_AIM OF THE TASK_. Reproduce every one of the records below, substituting "pin" for each occurrence of "marker" and leaving all other text unchanged.

— BEGIN —

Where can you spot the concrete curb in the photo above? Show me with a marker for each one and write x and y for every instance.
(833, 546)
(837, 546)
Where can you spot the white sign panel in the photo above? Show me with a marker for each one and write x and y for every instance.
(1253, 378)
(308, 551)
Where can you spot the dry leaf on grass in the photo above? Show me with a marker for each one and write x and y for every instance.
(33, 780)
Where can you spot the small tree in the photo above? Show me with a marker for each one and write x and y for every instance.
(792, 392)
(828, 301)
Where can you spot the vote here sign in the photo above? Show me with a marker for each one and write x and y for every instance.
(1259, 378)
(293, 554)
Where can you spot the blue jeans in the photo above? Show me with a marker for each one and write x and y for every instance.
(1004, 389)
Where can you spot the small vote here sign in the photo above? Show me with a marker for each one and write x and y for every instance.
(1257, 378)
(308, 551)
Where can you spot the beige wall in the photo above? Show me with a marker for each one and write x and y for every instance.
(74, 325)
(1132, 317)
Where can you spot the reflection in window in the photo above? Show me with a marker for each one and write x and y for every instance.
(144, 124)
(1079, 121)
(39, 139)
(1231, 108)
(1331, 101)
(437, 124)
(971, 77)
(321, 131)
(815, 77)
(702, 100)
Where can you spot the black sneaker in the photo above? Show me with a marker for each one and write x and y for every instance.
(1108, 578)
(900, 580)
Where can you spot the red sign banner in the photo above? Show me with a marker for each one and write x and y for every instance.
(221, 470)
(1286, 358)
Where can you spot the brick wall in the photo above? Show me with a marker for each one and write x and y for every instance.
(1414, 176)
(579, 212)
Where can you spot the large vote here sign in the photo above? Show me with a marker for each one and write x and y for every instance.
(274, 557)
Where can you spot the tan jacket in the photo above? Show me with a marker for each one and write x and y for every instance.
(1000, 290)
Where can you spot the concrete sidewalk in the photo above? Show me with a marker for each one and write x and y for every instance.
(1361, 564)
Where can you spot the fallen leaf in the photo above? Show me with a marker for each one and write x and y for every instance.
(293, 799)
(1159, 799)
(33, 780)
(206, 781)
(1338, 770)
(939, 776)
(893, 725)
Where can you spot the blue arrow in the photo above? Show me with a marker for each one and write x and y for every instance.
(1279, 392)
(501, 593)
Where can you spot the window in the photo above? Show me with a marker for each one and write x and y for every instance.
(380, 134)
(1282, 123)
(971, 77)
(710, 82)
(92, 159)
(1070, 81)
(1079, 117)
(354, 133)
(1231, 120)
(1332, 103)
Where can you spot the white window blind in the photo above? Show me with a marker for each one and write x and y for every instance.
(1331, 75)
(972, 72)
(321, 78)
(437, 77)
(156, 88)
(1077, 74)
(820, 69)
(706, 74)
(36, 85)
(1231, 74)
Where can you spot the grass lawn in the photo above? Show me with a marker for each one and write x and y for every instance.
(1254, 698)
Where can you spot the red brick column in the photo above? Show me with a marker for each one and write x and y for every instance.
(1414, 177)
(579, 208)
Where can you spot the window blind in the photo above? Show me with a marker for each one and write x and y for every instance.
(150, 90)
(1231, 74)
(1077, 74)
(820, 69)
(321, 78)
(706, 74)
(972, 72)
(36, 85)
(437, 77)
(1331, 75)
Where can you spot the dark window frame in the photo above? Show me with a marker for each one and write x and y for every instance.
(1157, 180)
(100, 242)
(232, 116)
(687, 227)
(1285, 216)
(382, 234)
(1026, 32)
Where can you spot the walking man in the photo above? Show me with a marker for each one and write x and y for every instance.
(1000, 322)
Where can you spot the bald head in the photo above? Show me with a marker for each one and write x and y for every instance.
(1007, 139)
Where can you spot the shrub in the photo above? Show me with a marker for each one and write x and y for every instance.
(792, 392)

— END —

_EXPECTED ANSWER_.
Where can you spot the concrete curb in the photo above? Show me with a pin for each one and write x and y for every instance.
(833, 546)
(837, 546)
Where can you spot the white sign panel in the photo above? Show me with a pin for each one and write x and y for every instance.
(1253, 378)
(308, 551)
Where can you spot the dry leaf on grass in the photo above? Show me with a pin for each one and write x and y for every instance.
(33, 780)
Where can you spot the small tree in the photo above? Show me with a pin for each one and write x and y for every instance.
(792, 392)
(828, 301)
Where can you spot the vote here sign in the photo above? Show me with a pin for each one and write x and y for every instance.
(1259, 378)
(293, 554)
Where can you spot the blue jeans in the photo above? Show me with a pin for each one and write x and y for every instance.
(1004, 389)
Where can you spot the small vote here sign in the photo above? Show me with a pin for each one and write x and y for every instance.
(1257, 378)
(308, 551)
Where can you spot the beige wall in the photo above? Show me with a pin for each one and write x and y for every instance.
(74, 325)
(1132, 317)
Where can you spot the reflection in window in the photo above? Show me with a pin for each one and write x and y for every instance.
(144, 124)
(1079, 121)
(39, 139)
(1231, 108)
(1331, 101)
(437, 124)
(971, 77)
(321, 131)
(815, 77)
(702, 100)
Where can you spot the black sneaker in the photo above? Show me with a pin for each one and write x and y for every instance.
(1108, 578)
(900, 580)
Where can you spot the red sign banner in the photo above? Show me with a pin for each one and write x and y for every instance.
(221, 470)
(1286, 358)
Where can you spot the brick wall in the photo above? Show me with a pin for each one and write x and y for every instance.
(1414, 176)
(579, 212)
Where can you spot the large vote here sign in the photo above? Show me with a pin for each one and write x and y for every instance.
(274, 557)
Where can you spot the tan jacket in the photo above? Show me with a pin for each one and write x and y for every instance.
(1000, 290)
Where can you spot the concrete sidewalk in the photo above? Show me with a pin for each one and write x and y for every instance.
(1361, 564)
Where can you spot the fallen leaf in the photo above? Show me with a pin for each one and write x and y for every instance.
(293, 799)
(1159, 799)
(33, 780)
(206, 781)
(1338, 770)
(939, 776)
(893, 725)
Where can you spot the blue arrow in the photo above? Show me with a pin for each one and write x and y for every instance.
(1279, 392)
(501, 593)
Where can you spot the window in the photo above? Show me with a pin for each one and write x and y for every instance.
(380, 134)
(1282, 123)
(971, 77)
(710, 82)
(92, 159)
(1070, 81)
(1079, 117)
(354, 133)
(1231, 120)
(1332, 103)
Where can you spot the white window blind in the photo above? Show me with a pin for each one and write x and y for every instance.
(1331, 75)
(972, 72)
(321, 78)
(437, 77)
(156, 88)
(1077, 74)
(820, 69)
(706, 74)
(36, 85)
(1231, 74)
Where can you spot the grass lawn in the photo above? Show me with a pin for each one and write x and y for every instance.
(1254, 698)
Where can you spot the red brick column in the photo above? Show me with a pin for each one and write x and y for every instance.
(1414, 177)
(579, 208)
Where can you spot the window blind in the photo above? Show me with a pin for each one and write x and y for every instance.
(150, 90)
(1231, 74)
(1077, 74)
(820, 69)
(321, 78)
(706, 74)
(972, 72)
(36, 85)
(437, 77)
(1331, 75)
Where can you spot the dark window frame in the photo above? Show me with a pin for each one and write x and y for every instance.
(1157, 180)
(100, 242)
(232, 116)
(687, 227)
(1285, 216)
(382, 234)
(1026, 32)
Where can you spot the walking man in the photo above? Show me with a pin for each one and write x and y for every instance.
(1000, 322)
Where can you spot the bald head in the photo above? Show me with a pin for each one and write x and y for every instance.
(1007, 139)
Where can you spot the shrub in the photo above? Show me with a pin for each one and write x and y for every instance.
(792, 392)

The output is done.